■ Цитируемый фрагмент ■
=====

Есть гипотезы, судьба которых не линейна: выдвинули – проверили – подтвердили либо опровергли. Одной из таких гипотез, которые неоднократно опровергаются, подтверждаются, забываются, вновь привлекают интерес, обрастают легендами и становятся частью не только науки, но и культуры вообще, является так называемая «гипотеза лингвистической относительности».
В строгой версии гипотеза звучит так: язык определяет мышление и способ познания (поскольку лингвистические категории ограничивают категории когнитивные). Есть версия «мягкая», которая гласит, что язык только влияет на мышление, и наряду с лингвистическими категориями мышление формируется также под влиянием традиций и некоторых видов неязыкового поведения. В работах 1930-х годов Эдварда Сепира и Бенджамина Уорфа можно найти обе версии принципа лингвистической относительности.
Идея лингвистического релятивизма в основных чертах была сформулирована в работах таких мыслителей XIX века, как, например, немецкий филолог и философ Вильгельм Гумбольдт (1767–1835), основоположник лингвистики как самостоятельной дисциплины. Фон Гумбольдт понимал язык не как нечто застывшее, но как непрерывный процесс, являющийся при этом воплощением духа нации. Отчасти эта идея родилась под влиянием его младшего брата, естествоиспытателя и путешественника Александра: он увлёкся экзотическими языками, где «всё не как у людей» (его последняя, оставшаяся незаконченной работа посвящена кави — одному из языков острова Ява).

=====

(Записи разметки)

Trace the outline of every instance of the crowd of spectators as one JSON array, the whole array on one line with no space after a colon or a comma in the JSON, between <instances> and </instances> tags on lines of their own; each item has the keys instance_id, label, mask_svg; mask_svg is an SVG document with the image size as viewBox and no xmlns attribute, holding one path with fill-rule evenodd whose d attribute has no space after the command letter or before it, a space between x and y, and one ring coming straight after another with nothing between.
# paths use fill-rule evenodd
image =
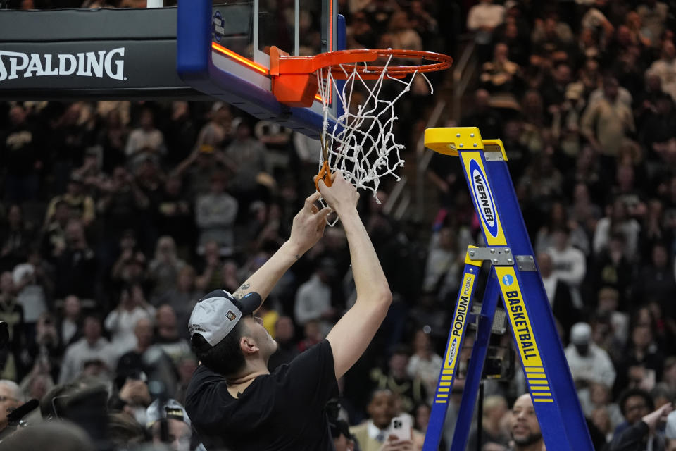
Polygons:
<instances>
[{"instance_id":1,"label":"crowd of spectators","mask_svg":"<svg viewBox=\"0 0 676 451\"><path fill-rule=\"evenodd\" d=\"M505 144L596 449L619 449L623 431L676 398L676 2L339 4L354 48L451 51L462 30L444 15L466 18L479 70L458 125ZM399 111L407 145L421 105L441 92L414 92ZM42 416L70 418L86 403L105 412L87 428L96 443L154 434L194 448L180 405L197 365L192 308L212 290L235 290L287 237L313 189L318 144L218 101L7 102L0 117L0 321L10 331L0 406L49 400ZM355 427L339 421L334 437L361 437L362 450L387 450L380 433L397 414L413 417L420 445L465 252L482 242L457 162L435 154L418 180L427 182L439 208L423 223L384 212L390 184L379 202L361 202L394 295L341 381L337 415ZM353 302L351 281L339 223L261 313L280 343L271 370L326 335ZM508 331L496 340L511 345ZM526 391L516 365L513 378L486 383L486 450L511 445L508 406ZM639 432L637 447L622 449L676 439L669 428Z\"/></svg>"}]
</instances>

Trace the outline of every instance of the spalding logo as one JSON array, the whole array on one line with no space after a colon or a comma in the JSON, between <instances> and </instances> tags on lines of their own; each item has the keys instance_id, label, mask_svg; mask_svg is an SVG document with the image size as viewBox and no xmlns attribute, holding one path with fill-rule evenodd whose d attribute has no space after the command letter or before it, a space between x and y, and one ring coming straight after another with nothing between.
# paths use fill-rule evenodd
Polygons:
<instances>
[{"instance_id":1,"label":"spalding logo","mask_svg":"<svg viewBox=\"0 0 676 451\"><path fill-rule=\"evenodd\" d=\"M498 223L496 220L495 203L493 202L493 193L486 183L486 176L476 160L470 161L470 175L472 179L472 189L477 201L477 206L481 218L486 224L488 233L494 238L498 236Z\"/></svg>"},{"instance_id":2,"label":"spalding logo","mask_svg":"<svg viewBox=\"0 0 676 451\"><path fill-rule=\"evenodd\" d=\"M456 345L458 343L458 340L453 339L451 342L451 349L449 350L449 366L451 366L453 365L453 360L456 357Z\"/></svg>"}]
</instances>

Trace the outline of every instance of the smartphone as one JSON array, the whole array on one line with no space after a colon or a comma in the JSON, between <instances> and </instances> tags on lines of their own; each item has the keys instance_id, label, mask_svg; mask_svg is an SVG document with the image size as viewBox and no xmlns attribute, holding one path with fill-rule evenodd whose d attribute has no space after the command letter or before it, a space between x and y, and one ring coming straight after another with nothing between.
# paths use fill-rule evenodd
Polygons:
<instances>
[{"instance_id":1,"label":"smartphone","mask_svg":"<svg viewBox=\"0 0 676 451\"><path fill-rule=\"evenodd\" d=\"M398 440L411 440L411 416L395 416L389 424L389 435Z\"/></svg>"}]
</instances>

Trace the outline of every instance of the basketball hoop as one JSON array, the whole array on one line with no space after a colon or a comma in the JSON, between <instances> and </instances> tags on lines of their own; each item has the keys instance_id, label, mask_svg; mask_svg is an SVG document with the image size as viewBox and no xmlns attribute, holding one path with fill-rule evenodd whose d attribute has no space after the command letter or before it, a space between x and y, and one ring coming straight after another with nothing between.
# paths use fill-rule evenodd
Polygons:
<instances>
[{"instance_id":1,"label":"basketball hoop","mask_svg":"<svg viewBox=\"0 0 676 451\"><path fill-rule=\"evenodd\" d=\"M397 60L408 65L392 64ZM394 104L411 90L418 74L433 92L425 73L447 69L452 62L446 55L418 50L361 49L289 56L271 47L270 73L277 100L291 106L309 106L315 99L322 101L322 156L315 184L342 171L356 187L372 191L377 202L380 178L392 174L399 180L394 171L403 166L399 151L404 146L395 142L392 133L397 120ZM401 84L394 99L380 98L385 80ZM344 83L340 87L337 80ZM355 87L364 93L361 101L353 95ZM337 99L332 98L333 89ZM337 117L330 113L333 101L339 102Z\"/></svg>"}]
</instances>

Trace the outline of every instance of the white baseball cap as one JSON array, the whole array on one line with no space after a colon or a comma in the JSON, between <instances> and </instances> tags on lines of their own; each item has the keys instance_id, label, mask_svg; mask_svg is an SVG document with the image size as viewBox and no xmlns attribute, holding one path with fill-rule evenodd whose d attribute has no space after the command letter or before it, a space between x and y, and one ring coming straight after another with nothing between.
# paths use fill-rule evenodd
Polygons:
<instances>
[{"instance_id":1,"label":"white baseball cap","mask_svg":"<svg viewBox=\"0 0 676 451\"><path fill-rule=\"evenodd\" d=\"M235 299L225 290L216 290L197 301L188 330L190 338L199 333L211 346L215 346L227 336L242 316L251 315L263 303L261 295L250 292L242 299Z\"/></svg>"}]
</instances>

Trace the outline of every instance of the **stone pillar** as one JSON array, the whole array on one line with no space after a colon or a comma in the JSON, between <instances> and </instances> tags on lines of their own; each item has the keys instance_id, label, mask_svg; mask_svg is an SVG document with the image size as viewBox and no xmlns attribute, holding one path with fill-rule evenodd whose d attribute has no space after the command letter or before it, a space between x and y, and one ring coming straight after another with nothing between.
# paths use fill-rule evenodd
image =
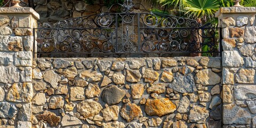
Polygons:
<instances>
[{"instance_id":1,"label":"stone pillar","mask_svg":"<svg viewBox=\"0 0 256 128\"><path fill-rule=\"evenodd\" d=\"M256 7L222 7L215 14L222 28L223 127L256 126L255 15Z\"/></svg>"},{"instance_id":2,"label":"stone pillar","mask_svg":"<svg viewBox=\"0 0 256 128\"><path fill-rule=\"evenodd\" d=\"M0 7L0 126L32 126L33 28L38 19L30 7Z\"/></svg>"}]
</instances>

=====

■ Условие задачи 1 ■
Ответьте по фрагменту о гипотезе лингвистической относительности:
(a) В работах каких авторов 1930-х годов можно найти обе версии принципа лингвистической относительности?
(b) Каковы годы жизни Вильгельма Гумбольдта?
(c) Под влиянием чего, помимо лингвистических категорий, формируется мышление согласно «мягкой» версии гипотезы?
■ Условие задачи 2 ■
Продублируйте без изменений строки записей, начиная со строки, содержащей «Trace the outline of every instance of the white», и до конца записей включительно. Изображения в ответ не включайте.
Записи никак не связаны с фрагментом о гипотезе лингвистической относительности.

■ Ожидаемый результат 1 ■
(a) Эдварда Сепира и Бенджамина Уорфа.
(b) 1767–1835.
(c) Под влиянием традиций и некоторых видов неязыкового поведения.

■ Ожидаемый результат 2 ■
Trace the outline of every instance of the white baseball cap as one JSON array, the whole array on one line with no space after a colon or a comma in the JSON, between <instances> and </instances> tags on lines of their own; each item has the keys instance_id, label, mask_svg; mask_svg is an SVG document with the image size as viewBox and no xmlns attribute, holding one path with fill-rule evenodd whose d attribute has no space after the command letter or before it, a space between x and y, and one ring coming straight after another with nothing between.
# paths use fill-rule evenodd
Polygons:
<instances>
[{"instance_id":1,"label":"white baseball cap","mask_svg":"<svg viewBox=\"0 0 676 451\"><path fill-rule=\"evenodd\" d=\"M235 299L225 290L216 290L197 301L188 330L190 338L199 333L211 346L215 346L227 336L242 316L251 315L263 303L261 295L250 292L242 299Z\"/></svg>"}]
</instances>

Trace the outline of every instance of the **stone pillar** as one JSON array, the whole array on one line with no space after a colon or a comma in the JSON, between <instances> and </instances> tags on lines of their own; each item has the keys instance_id, label, mask_svg; mask_svg is an SVG document with the image size as viewBox and no xmlns attribute, holding one path with fill-rule evenodd whose d attribute has no space after the command letter or before it, a space between x and y, and one ring coming straight after another with nothing between.
# paths use fill-rule evenodd
image =
Polygons:
<instances>
[{"instance_id":1,"label":"stone pillar","mask_svg":"<svg viewBox=\"0 0 256 128\"><path fill-rule=\"evenodd\" d=\"M256 7L222 7L215 14L222 28L223 127L256 126L255 15Z\"/></svg>"},{"instance_id":2,"label":"stone pillar","mask_svg":"<svg viewBox=\"0 0 256 128\"><path fill-rule=\"evenodd\" d=\"M0 7L0 126L32 126L33 28L38 19L30 7Z\"/></svg>"}]
</instances>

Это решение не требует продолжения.